*** Data extracts ***
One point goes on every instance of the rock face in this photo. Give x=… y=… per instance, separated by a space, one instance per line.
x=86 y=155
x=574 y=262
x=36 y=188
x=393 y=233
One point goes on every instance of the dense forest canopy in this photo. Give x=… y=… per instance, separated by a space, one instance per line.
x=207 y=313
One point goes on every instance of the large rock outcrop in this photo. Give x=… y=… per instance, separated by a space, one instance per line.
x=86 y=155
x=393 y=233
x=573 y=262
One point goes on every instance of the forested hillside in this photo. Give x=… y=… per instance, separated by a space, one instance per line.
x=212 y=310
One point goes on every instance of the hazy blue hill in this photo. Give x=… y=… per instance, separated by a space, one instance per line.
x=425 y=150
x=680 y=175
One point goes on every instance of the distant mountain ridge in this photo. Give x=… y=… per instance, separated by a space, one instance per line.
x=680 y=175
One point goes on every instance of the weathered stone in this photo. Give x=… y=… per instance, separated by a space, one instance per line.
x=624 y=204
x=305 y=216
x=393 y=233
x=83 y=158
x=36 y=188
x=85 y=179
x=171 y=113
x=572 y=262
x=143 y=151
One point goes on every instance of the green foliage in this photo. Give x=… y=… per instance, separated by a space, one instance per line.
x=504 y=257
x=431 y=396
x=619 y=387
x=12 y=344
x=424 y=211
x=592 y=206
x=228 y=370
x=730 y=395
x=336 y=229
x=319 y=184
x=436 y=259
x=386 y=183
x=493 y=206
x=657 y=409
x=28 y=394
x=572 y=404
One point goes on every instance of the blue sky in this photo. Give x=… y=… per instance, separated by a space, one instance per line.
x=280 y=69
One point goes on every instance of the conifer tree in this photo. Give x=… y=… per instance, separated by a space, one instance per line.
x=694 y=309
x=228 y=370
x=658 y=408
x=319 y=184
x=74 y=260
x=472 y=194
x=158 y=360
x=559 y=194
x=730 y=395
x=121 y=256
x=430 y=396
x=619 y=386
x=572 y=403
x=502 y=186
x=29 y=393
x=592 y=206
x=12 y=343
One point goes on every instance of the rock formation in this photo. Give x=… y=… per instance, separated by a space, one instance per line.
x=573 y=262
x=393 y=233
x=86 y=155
*** End of Data extracts ***
§ What the task asks:
When you copy the data, keep every line word for word.

§ Finished exercise:
One point goes on every instance of the rock face in this photo. Give x=… y=… per instance, separated by a space, one instance per line.
x=86 y=155
x=574 y=262
x=36 y=188
x=393 y=233
One point goes on every instance of the dense forest canopy in this photo. Give x=… y=… per instance, separated by a space, one instance per line.
x=207 y=313
One point goes on every instance of the large rock outcrop in this photo. Give x=… y=… per instance, separated by a space, one instance per line.
x=86 y=155
x=393 y=233
x=573 y=262
One point goes on every instance of the forested hillside in this photo. Give x=… y=… per instance, separated by a space, one instance per line.
x=212 y=310
One point goes on every instance of the hazy blue hill in this photo. Give x=… y=… per instance, separated by a space, one instance per line.
x=425 y=150
x=680 y=175
One point goes on every instance of the distant mountain ridge in this photo. Give x=… y=… per instance, separated by a space, one instance per line.
x=680 y=175
One point goes on every instance of the weathered stone in this photo. Give x=… y=… per instance, separated by a space, one instance per line.
x=624 y=204
x=305 y=216
x=393 y=233
x=83 y=158
x=36 y=188
x=85 y=179
x=171 y=113
x=572 y=262
x=143 y=151
One point goes on every instance of the green foliage in this photo. Give x=… y=… per instance, separated by a space, one instance per line.
x=504 y=257
x=431 y=396
x=619 y=387
x=12 y=344
x=424 y=211
x=592 y=206
x=228 y=370
x=730 y=395
x=336 y=229
x=319 y=184
x=436 y=259
x=386 y=183
x=493 y=206
x=657 y=409
x=28 y=394
x=572 y=404
One point goes on every instance of the blue sky in this photo. Give x=… y=… per instance, separated by a space, one instance per line.
x=280 y=69
One point goes on every instance of the conifer tree in this photo. Give x=… y=… per instance, separated by a space, one instance per line.
x=694 y=309
x=228 y=370
x=658 y=408
x=319 y=184
x=74 y=260
x=472 y=194
x=158 y=360
x=559 y=194
x=730 y=395
x=121 y=256
x=430 y=396
x=619 y=386
x=572 y=403
x=502 y=186
x=29 y=393
x=592 y=206
x=12 y=343
One point goes on every instance of the rock formation in this photo. Give x=… y=… per instance, separated by a space, one instance per line.
x=573 y=262
x=393 y=233
x=86 y=155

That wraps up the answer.